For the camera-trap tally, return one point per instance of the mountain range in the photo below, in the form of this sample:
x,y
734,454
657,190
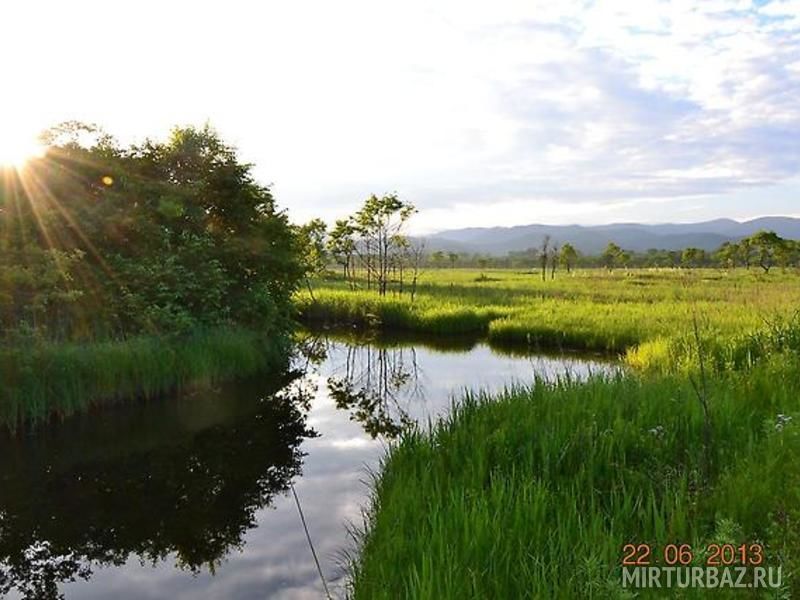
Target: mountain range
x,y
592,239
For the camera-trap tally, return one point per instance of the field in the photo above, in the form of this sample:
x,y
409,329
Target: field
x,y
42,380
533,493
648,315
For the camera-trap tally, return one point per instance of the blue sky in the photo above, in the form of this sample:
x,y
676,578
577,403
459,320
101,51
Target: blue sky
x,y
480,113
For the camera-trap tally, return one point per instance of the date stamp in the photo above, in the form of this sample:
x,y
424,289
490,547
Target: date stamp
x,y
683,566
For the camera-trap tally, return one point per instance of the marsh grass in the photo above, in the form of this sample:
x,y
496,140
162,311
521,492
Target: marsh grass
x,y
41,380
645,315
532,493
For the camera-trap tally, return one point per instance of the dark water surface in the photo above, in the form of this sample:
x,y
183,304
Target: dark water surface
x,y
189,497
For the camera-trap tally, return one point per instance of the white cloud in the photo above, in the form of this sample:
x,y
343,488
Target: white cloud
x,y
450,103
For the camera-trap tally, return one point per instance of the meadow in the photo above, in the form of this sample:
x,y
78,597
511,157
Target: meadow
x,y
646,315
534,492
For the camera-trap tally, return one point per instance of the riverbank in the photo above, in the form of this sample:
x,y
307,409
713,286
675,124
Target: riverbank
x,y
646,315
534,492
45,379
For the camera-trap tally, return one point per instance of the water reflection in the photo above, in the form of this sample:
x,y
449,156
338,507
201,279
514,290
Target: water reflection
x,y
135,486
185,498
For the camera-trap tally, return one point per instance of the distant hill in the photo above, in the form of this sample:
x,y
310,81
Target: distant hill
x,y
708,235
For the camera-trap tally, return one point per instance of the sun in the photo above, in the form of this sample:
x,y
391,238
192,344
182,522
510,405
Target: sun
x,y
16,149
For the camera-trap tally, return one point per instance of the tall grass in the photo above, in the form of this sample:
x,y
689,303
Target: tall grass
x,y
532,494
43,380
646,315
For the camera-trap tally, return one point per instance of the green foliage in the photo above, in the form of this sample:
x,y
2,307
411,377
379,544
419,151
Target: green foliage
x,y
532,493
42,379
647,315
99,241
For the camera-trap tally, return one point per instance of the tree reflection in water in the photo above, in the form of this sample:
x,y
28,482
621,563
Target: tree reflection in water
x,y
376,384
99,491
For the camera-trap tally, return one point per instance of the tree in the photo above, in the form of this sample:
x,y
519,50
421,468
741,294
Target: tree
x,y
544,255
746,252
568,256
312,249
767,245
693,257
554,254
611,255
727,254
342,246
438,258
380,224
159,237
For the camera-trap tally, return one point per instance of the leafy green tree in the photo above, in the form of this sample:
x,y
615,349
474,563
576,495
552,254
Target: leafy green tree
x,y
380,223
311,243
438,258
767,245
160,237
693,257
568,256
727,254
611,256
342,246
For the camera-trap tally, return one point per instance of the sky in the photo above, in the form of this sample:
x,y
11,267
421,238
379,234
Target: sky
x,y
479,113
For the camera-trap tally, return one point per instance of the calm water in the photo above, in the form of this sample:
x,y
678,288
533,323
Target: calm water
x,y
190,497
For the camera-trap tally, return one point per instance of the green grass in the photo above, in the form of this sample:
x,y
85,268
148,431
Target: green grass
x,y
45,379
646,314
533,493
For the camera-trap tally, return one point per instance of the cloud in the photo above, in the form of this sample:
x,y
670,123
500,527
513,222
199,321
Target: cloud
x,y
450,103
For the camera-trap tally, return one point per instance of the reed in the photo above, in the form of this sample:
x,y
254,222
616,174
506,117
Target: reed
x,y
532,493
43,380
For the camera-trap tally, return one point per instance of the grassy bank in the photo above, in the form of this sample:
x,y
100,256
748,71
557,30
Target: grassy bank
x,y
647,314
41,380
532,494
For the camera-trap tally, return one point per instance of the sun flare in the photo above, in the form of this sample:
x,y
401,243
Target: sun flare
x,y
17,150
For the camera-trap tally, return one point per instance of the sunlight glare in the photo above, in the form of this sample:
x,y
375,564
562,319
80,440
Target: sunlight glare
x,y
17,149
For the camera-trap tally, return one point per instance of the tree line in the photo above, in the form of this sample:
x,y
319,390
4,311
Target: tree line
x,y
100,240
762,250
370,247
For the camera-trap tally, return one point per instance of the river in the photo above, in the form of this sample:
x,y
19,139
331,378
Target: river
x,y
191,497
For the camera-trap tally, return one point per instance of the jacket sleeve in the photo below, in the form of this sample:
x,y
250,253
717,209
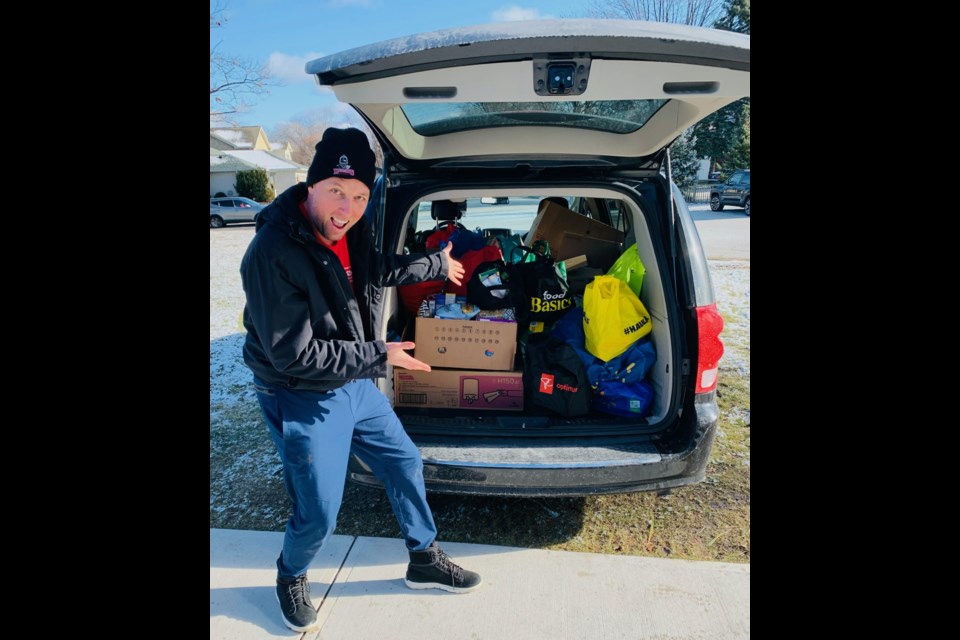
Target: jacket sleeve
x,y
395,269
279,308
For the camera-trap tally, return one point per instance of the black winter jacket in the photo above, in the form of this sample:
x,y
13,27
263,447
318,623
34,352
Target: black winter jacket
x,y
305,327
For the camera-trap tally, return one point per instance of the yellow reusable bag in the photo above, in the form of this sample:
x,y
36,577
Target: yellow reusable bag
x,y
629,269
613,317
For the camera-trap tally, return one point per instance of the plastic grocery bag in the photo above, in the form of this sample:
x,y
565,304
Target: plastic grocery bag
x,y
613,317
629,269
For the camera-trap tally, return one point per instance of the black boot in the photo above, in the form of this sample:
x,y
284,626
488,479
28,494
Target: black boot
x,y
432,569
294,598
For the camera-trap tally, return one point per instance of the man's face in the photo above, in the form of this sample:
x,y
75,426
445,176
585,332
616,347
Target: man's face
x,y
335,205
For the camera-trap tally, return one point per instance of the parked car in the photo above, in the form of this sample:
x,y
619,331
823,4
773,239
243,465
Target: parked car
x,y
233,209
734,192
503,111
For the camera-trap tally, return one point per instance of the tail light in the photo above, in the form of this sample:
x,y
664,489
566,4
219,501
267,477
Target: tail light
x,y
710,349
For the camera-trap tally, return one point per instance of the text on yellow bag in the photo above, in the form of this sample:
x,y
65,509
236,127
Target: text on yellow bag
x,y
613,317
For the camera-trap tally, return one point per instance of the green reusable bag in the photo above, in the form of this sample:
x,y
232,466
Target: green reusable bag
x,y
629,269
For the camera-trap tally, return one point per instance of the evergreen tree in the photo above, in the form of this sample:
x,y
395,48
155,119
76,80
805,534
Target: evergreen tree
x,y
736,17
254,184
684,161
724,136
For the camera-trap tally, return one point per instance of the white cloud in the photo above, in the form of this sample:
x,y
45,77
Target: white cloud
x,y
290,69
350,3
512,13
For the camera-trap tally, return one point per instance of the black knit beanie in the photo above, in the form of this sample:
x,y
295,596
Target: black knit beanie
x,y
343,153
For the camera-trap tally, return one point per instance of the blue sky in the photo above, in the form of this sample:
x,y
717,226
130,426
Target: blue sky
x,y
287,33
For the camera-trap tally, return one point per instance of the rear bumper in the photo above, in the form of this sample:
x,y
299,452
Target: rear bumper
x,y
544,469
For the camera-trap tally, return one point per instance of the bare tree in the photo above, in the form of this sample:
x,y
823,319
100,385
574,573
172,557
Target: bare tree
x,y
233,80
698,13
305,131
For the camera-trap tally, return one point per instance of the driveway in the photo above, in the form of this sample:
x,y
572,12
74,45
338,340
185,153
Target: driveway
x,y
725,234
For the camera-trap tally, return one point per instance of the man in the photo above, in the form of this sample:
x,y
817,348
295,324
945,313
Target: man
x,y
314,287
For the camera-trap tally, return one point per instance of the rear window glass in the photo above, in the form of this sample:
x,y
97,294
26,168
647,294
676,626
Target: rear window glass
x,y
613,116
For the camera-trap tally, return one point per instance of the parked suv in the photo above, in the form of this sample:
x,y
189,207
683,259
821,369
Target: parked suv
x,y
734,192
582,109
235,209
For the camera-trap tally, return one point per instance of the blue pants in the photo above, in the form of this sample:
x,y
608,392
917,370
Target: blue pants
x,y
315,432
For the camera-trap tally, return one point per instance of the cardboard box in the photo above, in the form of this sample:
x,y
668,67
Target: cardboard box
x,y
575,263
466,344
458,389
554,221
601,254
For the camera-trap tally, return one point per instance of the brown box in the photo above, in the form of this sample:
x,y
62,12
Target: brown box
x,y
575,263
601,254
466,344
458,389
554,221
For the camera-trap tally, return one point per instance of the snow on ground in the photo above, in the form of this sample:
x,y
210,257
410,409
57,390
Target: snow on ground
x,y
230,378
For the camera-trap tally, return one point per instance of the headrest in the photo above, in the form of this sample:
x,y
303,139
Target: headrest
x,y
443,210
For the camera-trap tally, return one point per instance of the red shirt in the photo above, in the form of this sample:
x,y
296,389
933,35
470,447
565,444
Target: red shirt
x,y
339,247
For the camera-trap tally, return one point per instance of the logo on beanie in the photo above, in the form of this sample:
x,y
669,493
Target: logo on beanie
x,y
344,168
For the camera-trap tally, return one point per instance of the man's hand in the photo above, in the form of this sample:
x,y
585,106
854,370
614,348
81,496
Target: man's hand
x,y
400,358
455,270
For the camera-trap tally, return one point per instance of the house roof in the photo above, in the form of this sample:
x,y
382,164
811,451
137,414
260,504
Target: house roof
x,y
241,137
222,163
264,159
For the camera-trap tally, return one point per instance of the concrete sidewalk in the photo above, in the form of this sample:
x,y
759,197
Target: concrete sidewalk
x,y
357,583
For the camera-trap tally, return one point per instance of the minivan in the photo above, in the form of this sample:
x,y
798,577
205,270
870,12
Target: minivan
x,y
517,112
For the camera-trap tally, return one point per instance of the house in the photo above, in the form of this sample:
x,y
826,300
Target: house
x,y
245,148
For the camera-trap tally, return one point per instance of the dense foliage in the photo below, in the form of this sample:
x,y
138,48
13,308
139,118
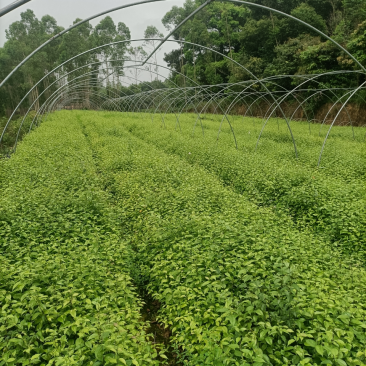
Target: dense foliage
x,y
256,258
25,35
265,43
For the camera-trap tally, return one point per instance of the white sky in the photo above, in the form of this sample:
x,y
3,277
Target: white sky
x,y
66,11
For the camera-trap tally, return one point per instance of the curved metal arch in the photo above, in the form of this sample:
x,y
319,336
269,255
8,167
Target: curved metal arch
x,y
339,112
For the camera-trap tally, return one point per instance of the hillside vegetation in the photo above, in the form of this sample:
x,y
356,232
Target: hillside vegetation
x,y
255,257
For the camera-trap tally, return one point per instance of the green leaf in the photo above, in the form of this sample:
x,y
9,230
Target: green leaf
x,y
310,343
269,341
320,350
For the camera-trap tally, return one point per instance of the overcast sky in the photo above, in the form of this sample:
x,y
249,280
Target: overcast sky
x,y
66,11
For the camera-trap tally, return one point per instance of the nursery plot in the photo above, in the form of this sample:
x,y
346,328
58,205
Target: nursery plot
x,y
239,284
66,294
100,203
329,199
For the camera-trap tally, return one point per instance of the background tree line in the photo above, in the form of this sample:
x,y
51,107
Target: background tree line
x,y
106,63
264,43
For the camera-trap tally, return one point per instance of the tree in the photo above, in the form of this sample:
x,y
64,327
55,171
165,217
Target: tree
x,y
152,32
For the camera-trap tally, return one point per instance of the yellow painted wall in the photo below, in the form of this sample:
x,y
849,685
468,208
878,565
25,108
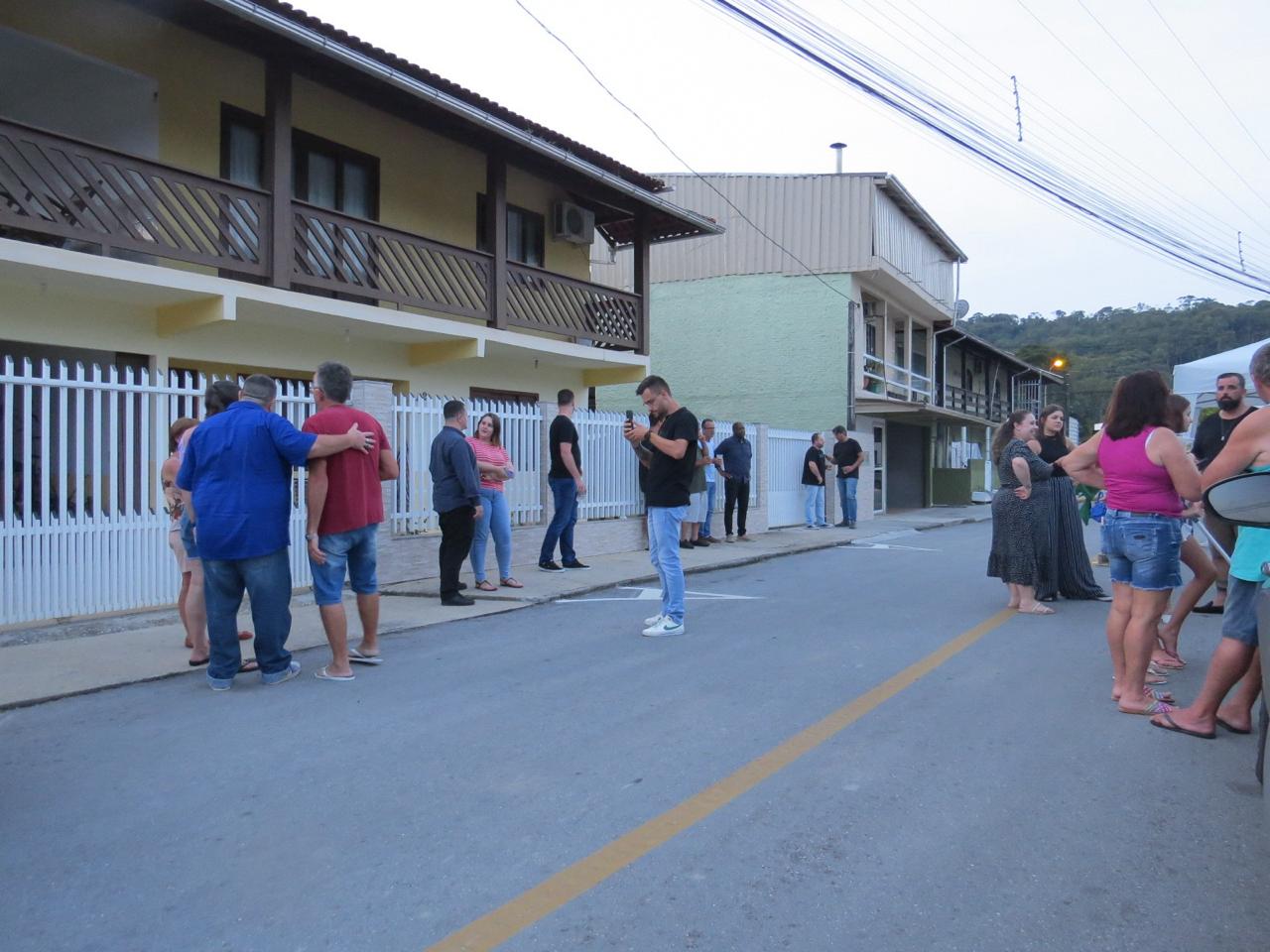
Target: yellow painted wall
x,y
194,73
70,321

....

**THE PROBLEM**
In the entries above, identify every line with the word "below". Copy those lines.

**TASK OUTPUT**
For the camera-trap tally, return one point per instance of the mountain range in the photo below, in the form of this sample:
For the camera-trap tally, return one point per instance of the jacket sleeve in the photo below, in the form of this sample:
For the camera-trap tally, return one point per instance of the dense foliage in the photo below, in the form of this sample:
For the camera-trap tally, return one point per instance of the yellow painted wall in the photo below, in the form of this sample:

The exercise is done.